▶ _DATA PROVIDED_:

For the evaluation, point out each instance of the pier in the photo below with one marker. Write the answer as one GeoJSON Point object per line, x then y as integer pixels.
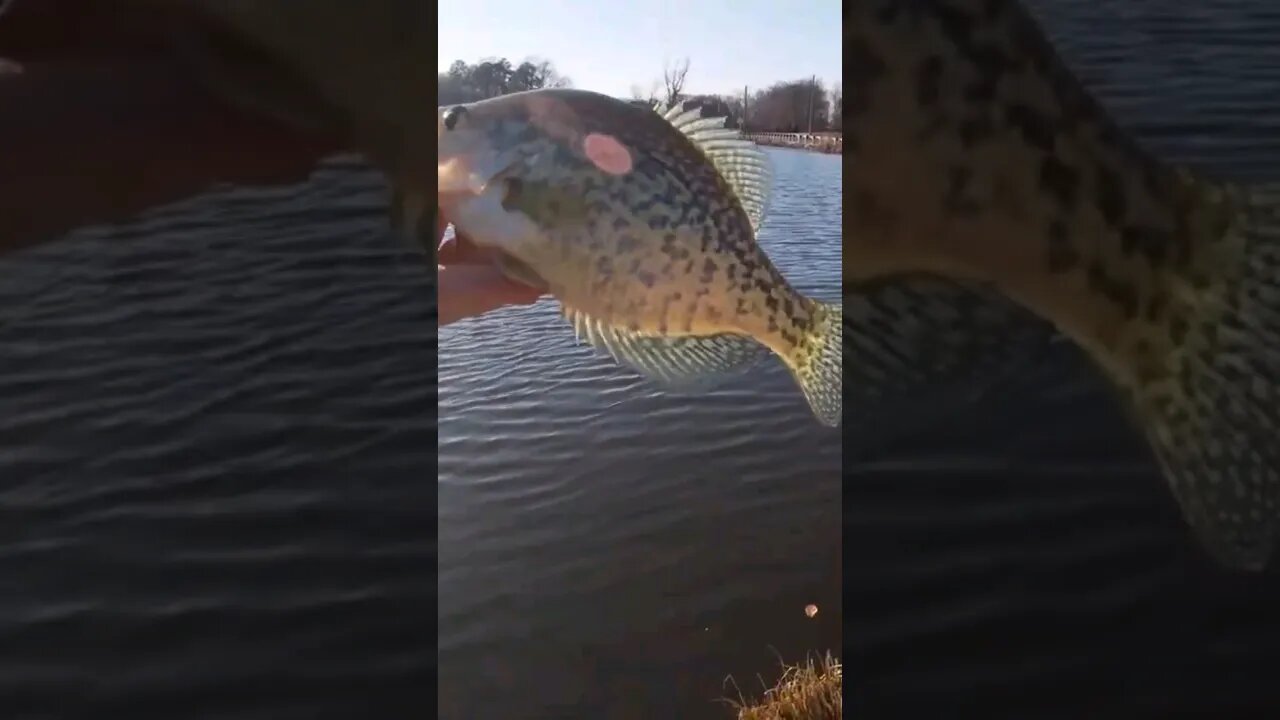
{"type": "Point", "coordinates": [832, 142]}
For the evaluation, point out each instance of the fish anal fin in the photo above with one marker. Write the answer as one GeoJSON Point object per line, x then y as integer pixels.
{"type": "Point", "coordinates": [673, 361]}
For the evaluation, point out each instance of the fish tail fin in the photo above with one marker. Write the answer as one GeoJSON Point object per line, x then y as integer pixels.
{"type": "Point", "coordinates": [1211, 404]}
{"type": "Point", "coordinates": [817, 363]}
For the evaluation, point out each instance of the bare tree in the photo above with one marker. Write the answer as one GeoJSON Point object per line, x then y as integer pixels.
{"type": "Point", "coordinates": [673, 80]}
{"type": "Point", "coordinates": [496, 76]}
{"type": "Point", "coordinates": [787, 106]}
{"type": "Point", "coordinates": [649, 96]}
{"type": "Point", "coordinates": [837, 106]}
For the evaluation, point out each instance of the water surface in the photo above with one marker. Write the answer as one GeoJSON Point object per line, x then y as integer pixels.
{"type": "Point", "coordinates": [613, 550]}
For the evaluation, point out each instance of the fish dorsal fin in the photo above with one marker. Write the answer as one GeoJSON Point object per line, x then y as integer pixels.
{"type": "Point", "coordinates": [740, 162]}
{"type": "Point", "coordinates": [675, 361]}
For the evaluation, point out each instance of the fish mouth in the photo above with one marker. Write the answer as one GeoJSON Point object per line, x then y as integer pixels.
{"type": "Point", "coordinates": [456, 177]}
{"type": "Point", "coordinates": [464, 249]}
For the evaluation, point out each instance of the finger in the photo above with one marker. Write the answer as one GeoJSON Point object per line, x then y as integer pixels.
{"type": "Point", "coordinates": [467, 291]}
{"type": "Point", "coordinates": [461, 250]}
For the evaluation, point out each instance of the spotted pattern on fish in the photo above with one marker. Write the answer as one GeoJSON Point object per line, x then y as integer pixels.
{"type": "Point", "coordinates": [640, 258]}
{"type": "Point", "coordinates": [979, 158]}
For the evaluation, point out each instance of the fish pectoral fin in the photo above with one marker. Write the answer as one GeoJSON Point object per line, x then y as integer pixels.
{"type": "Point", "coordinates": [818, 364]}
{"type": "Point", "coordinates": [673, 361]}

▶ _WHAT TO DO_:
Repeat the material above verbatim. Leave the pictures behind.

▶ _RESPONSE FOR THIS EXERCISE_:
For the evaluation, point out each instance of the pier in the photo below with one marker. Write the answer as one GeoJSON Point object per line, x then y as integer pixels.
{"type": "Point", "coordinates": [832, 142]}
For the evaluation, point out each instance of the fish anal fin in the photo above with one marker. Write the answer as one GeoJSON Point object per line, x then y as integer pixels.
{"type": "Point", "coordinates": [673, 361]}
For the evaluation, point out each instance of the fish tail fin in the photo above with one marker. Write the answer as one GeoJSON Point object per line, x then y as integer pixels.
{"type": "Point", "coordinates": [1211, 404]}
{"type": "Point", "coordinates": [817, 363]}
For the evaluation, point out each instance of the bare tree in the photo above with one marker. Write the answer as one GeoJSON Point object per line, x then y as integer pixels.
{"type": "Point", "coordinates": [673, 80]}
{"type": "Point", "coordinates": [496, 76]}
{"type": "Point", "coordinates": [787, 106]}
{"type": "Point", "coordinates": [649, 96]}
{"type": "Point", "coordinates": [837, 106]}
For the evaluation, point out each instance of the water surface in the photo above with one marker. Write the answer as one GeoJSON Point object per line, x then y as integer pixels.
{"type": "Point", "coordinates": [613, 550]}
For the evaluation, point out each instance of the fish dorsal fin in the photo above with one marker. Write the answer as one GeoJSON Point object per line, x then y as integer pixels.
{"type": "Point", "coordinates": [740, 162]}
{"type": "Point", "coordinates": [675, 361]}
For the evaluation, point out each instance of the fish mouth in the photo above with one marker. Write the answer as one GeoJSON Point object per line, x then y as integer pixels.
{"type": "Point", "coordinates": [456, 177]}
{"type": "Point", "coordinates": [464, 249]}
For the evaluation, point out each instance of the finger in the photo above with one marker. Write the answer as one GeoJSON Point object per line, x then y as integer pixels.
{"type": "Point", "coordinates": [467, 291]}
{"type": "Point", "coordinates": [461, 250]}
For the evaluation, point out each instance of the spotted pattern on fish in the photo above with one marker. Write the answer as one GeoJSON Point object per line, x then y as integer pixels.
{"type": "Point", "coordinates": [640, 258]}
{"type": "Point", "coordinates": [979, 158]}
For the evaluation, point out each instance of the fish pectoral fin in the photo above with one marker. Write the answer as one GeoJSON Point object per line, x then y as integer pixels.
{"type": "Point", "coordinates": [818, 364]}
{"type": "Point", "coordinates": [673, 361]}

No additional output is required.